Task objective >> The records below are to be retyped in full, without any alteration.

Records for processing below:

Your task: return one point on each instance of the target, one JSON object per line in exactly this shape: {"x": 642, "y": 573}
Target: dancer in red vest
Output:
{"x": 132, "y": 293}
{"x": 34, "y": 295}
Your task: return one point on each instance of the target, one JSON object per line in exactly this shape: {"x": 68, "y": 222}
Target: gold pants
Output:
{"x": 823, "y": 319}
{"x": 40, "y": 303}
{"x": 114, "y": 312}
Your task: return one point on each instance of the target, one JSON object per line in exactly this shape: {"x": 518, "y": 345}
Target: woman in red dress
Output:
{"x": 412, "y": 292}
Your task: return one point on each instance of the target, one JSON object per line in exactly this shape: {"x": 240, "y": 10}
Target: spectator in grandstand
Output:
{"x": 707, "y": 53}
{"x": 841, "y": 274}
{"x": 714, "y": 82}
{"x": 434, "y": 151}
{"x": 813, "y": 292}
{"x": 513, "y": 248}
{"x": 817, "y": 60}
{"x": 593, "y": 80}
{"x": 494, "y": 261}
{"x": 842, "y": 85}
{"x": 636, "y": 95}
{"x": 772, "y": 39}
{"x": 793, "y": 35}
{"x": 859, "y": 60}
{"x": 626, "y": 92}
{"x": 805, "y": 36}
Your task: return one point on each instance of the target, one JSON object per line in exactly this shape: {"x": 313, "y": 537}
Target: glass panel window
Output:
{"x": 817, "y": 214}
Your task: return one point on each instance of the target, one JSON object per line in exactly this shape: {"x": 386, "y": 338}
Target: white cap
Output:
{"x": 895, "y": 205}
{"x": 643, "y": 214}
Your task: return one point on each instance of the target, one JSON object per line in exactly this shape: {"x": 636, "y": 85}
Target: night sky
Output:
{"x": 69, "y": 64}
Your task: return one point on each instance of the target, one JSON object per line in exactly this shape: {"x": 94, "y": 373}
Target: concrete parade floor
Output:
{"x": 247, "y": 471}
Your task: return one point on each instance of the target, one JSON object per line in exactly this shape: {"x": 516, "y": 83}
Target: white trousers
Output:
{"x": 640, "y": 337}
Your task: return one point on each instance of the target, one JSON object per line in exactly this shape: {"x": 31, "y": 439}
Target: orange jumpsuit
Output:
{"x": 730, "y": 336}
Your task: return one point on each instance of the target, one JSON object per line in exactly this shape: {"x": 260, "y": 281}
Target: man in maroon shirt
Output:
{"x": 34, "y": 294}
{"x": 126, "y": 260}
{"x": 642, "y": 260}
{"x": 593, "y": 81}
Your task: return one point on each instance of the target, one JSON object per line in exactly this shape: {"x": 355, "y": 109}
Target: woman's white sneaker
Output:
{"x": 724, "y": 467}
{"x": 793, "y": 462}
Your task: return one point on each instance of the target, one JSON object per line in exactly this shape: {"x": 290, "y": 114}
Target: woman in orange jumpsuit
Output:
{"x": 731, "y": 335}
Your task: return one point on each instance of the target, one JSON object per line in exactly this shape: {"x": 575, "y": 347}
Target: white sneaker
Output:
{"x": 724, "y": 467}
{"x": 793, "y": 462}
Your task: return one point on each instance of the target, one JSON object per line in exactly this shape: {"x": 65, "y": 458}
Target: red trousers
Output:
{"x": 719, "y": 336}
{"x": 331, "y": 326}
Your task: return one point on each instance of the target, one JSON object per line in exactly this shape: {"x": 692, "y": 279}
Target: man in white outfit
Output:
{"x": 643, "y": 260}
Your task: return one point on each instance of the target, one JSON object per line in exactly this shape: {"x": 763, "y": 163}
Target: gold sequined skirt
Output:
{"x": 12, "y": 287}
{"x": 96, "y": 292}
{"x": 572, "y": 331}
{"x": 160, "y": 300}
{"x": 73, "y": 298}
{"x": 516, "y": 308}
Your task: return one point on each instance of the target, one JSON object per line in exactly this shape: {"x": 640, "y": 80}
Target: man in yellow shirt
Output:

End of Records for processing.

Response to this task >>
Your task: return one point on each instance of the target, one JSON object per line in exactly this shape: {"x": 642, "y": 573}
Target: dancer in red vest
Output:
{"x": 132, "y": 293}
{"x": 34, "y": 295}
Your task: return one point on each instance of the target, one JSON object per line in exactly this shape: {"x": 68, "y": 222}
Target: gold pants
Output:
{"x": 823, "y": 319}
{"x": 40, "y": 303}
{"x": 114, "y": 312}
Your task: return one point on each instance of the target, one JSON object per line in exactly this shape: {"x": 518, "y": 345}
Target: woman in red dress
Output:
{"x": 412, "y": 292}
Your task: return one point on each instance of the target, one JSON object per line in exactly this shape: {"x": 240, "y": 10}
Target: spectator in grandstand
Output:
{"x": 707, "y": 53}
{"x": 841, "y": 274}
{"x": 714, "y": 82}
{"x": 434, "y": 151}
{"x": 813, "y": 292}
{"x": 513, "y": 248}
{"x": 817, "y": 60}
{"x": 593, "y": 80}
{"x": 494, "y": 261}
{"x": 842, "y": 85}
{"x": 636, "y": 95}
{"x": 772, "y": 39}
{"x": 793, "y": 35}
{"x": 859, "y": 60}
{"x": 626, "y": 92}
{"x": 805, "y": 36}
Your task: return one point on each instance of the target, one JSON object per line in exactly this shape: {"x": 313, "y": 537}
Target: glass panel window
Output:
{"x": 817, "y": 214}
Your task: return one point on each instance of the target, one JSON object per line in exactly this shape: {"x": 386, "y": 338}
Target: white cap
Output:
{"x": 895, "y": 205}
{"x": 643, "y": 214}
Your task: return one point on each instance of the target, one JSON object per line in exactly this shape: {"x": 636, "y": 85}
Target: night sky
Output:
{"x": 69, "y": 64}
Your task: return one point on each instance of the target, one JSON object per line in exactly this shape: {"x": 94, "y": 373}
Target: concrete parade floor
Output:
{"x": 247, "y": 471}
Your task: return one point on each instance of the target, one JSON object per line in exactly this shape: {"x": 516, "y": 83}
Target: white trousers
Output:
{"x": 640, "y": 337}
Your task: return one point on each instance of the target, one JSON object per line in exactly this shape: {"x": 31, "y": 439}
Target: orange jumpsuit
Output:
{"x": 730, "y": 336}
Your task: return one point on each instance of the target, one JSON object per line in exactly this shape: {"x": 260, "y": 281}
Target: man in maroon shirt
Output:
{"x": 34, "y": 294}
{"x": 126, "y": 260}
{"x": 642, "y": 260}
{"x": 593, "y": 81}
Your task: return one point on each instance of the target, one JSON object per line in exactly this shape: {"x": 355, "y": 109}
Target: woman's white sneaker
Output:
{"x": 724, "y": 467}
{"x": 793, "y": 462}
Your task: return one point on each instance of the target, one JSON object per line in exactly this shape: {"x": 290, "y": 114}
Target: woman in orange jumpsuit
Output:
{"x": 731, "y": 335}
Your task: return one point on each instance of the target, one JSON object per line in exactly this shape: {"x": 575, "y": 347}
Target: white sneaker
Output:
{"x": 724, "y": 467}
{"x": 793, "y": 462}
Your task: return one point on each instance of the target, one JSON object per line in exactly this shape: {"x": 65, "y": 458}
Target: red trousers
Output:
{"x": 719, "y": 336}
{"x": 331, "y": 326}
Your task: return one point on each instance of the target, one JSON object per line in exactly this shape: {"x": 692, "y": 279}
Target: man in white outfit
Output:
{"x": 643, "y": 260}
Your task: return one point on each instance of the target, one JSON object per line in exactly this shape: {"x": 763, "y": 163}
Target: gold sequined skirt
Output:
{"x": 12, "y": 287}
{"x": 96, "y": 292}
{"x": 572, "y": 331}
{"x": 160, "y": 300}
{"x": 73, "y": 298}
{"x": 516, "y": 308}
Your task: return one point on each instance of the target, one JSON object per line in exactly this shape: {"x": 640, "y": 80}
Target: man in yellow shirt
Output:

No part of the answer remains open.